## What you are asked to do
All entries should be printed precisely as written.

[Saved data entries]
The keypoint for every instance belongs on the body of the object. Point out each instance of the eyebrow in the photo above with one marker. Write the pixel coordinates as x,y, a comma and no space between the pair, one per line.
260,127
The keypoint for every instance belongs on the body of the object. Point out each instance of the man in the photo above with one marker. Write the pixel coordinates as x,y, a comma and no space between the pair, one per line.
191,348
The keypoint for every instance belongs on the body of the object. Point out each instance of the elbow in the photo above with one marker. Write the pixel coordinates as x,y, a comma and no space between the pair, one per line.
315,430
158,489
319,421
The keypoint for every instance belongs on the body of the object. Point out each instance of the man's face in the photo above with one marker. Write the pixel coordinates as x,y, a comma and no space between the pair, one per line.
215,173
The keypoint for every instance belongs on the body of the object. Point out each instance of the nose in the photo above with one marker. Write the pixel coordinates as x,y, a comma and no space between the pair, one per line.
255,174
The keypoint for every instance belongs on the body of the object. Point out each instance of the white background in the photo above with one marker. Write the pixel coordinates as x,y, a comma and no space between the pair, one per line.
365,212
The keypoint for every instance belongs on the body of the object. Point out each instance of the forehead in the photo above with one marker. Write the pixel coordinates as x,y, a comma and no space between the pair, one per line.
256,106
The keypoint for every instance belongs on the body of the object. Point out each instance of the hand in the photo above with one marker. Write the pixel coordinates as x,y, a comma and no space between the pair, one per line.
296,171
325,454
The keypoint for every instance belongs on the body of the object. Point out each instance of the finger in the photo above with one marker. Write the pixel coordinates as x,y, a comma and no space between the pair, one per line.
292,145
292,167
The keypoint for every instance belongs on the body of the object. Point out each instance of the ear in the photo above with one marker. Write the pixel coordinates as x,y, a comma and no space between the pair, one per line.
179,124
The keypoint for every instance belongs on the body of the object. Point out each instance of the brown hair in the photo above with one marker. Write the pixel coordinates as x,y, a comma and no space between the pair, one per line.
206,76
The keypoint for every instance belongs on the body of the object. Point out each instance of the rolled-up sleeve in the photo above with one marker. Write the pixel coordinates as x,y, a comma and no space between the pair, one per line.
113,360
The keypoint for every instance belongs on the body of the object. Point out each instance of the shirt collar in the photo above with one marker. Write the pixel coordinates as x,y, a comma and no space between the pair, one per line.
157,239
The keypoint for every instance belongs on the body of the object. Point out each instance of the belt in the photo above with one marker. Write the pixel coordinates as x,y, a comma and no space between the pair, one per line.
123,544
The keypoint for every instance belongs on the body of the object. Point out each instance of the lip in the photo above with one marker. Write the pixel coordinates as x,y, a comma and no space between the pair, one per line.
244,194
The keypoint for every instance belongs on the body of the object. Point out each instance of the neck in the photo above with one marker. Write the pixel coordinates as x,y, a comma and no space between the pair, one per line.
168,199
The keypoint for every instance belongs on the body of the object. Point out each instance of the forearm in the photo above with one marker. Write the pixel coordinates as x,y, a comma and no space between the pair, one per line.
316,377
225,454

## Finished task
The keypoint for every instance belongs on the body of the object. Point out each instance of the eyebrow in the photo above with one marker. Write the pixel coordinates as x,y, a comma and no space between the pair, one per line.
260,127
The keypoint for every instance belongs on the body of the object. Point out each instance of the man in the photo above with one marker. Write the pixel coordinates as x,y, a comma and no space between the pair, one per line.
191,348
The keypoint for every instance belongs on the body of the object. Point out each instance of the elbow in the photo above with one marker. Write the pixel coordinates as x,y, a comma and no space between the pair, one per line.
315,430
158,489
319,421
The keypoint for every instance belongs on the body of the object. Point out each instance of the man's face in the photo above with one marker. Write the pixel coordinates as x,y, a comma and no space between the pair, one per line.
215,173
The keypoint for every instance belongs on the body of the object. Point out each instance of the nose in the photo above with one marker. Write the pixel coordinates as x,y, a comma and no space between the pair, one per line.
255,174
The keypoint for every instance belongs on the body of the object. Point out each instance of the white background in the photo above with one marker. Write the pixel coordinates as x,y, a comma and no space between the pair, one per line.
365,212
The keypoint for every instance belongs on the body of the object. Point out each instance of the forehead in the photo above with one marker. Write the pixel coordinates as x,y, a comma and no space between the pair, one per line.
256,106
The keypoint for every instance belongs on the body of the object. Point out each instance of the hand in the photo above with one marker. Write the pixel coordinates as x,y, a comma and no space between the pair, one per line.
296,171
325,454
The keypoint for every instance belongs on the body of the object. Point out each instance of the finger in the photo above with one marker. Write the pixel coordinates as x,y, a comma and no space between the pair, one per line.
292,145
292,167
The keypoint for every instance belongs on the body of the object. Point out each instance of the ear in the photo above with one marker. Write the pixel coordinates as x,y, a comma and no space between the pair, one per line.
179,124
The keypoint for every instance belongs on the body of the object. Point out each instance of the brown hair in the photo above with one marker. Write the pixel coordinates as x,y, a comma and no space between the pair, one per line.
206,76
The keypoint for every instance belongs on the body of the object. Point out each instance of the rolled-up sleeve in the photo above with one marker. Write the pixel coordinates as x,y, a comma and no space between the pair, one per line.
113,360
The keypoint for every instance belongs on the body of the object. Point out each instance of the shirt collar in the photo above with one marker. Write the pixel coordinates as x,y, a comma and no space between the pair, one per line.
157,239
The keypoint for every instance belongs on the body of the object. Point out each instance of the belt in the photo above with one marker. Write the pixel coordinates as x,y, a comma and no space between the pair, one per line.
123,544
The keypoint for every instance belongs on the body of the object. Point out each instance of the lip in the photo above with one marker. Write the pixel coordinates as x,y, a comma and no space between the pair, one per line.
244,194
The keypoint for every instance belongs on the body of the object. Point out each instance of the neck in the photo above with one marker. Write the pixel coordinates as x,y, a comma and no space between the pair, one per line.
168,199
The keypoint for every instance belongs on the body of the object. Point out each instance of the forearm in the photo above with one marker. Write the pixel coordinates as x,y, a comma and no space between the pair, one per line.
316,377
225,454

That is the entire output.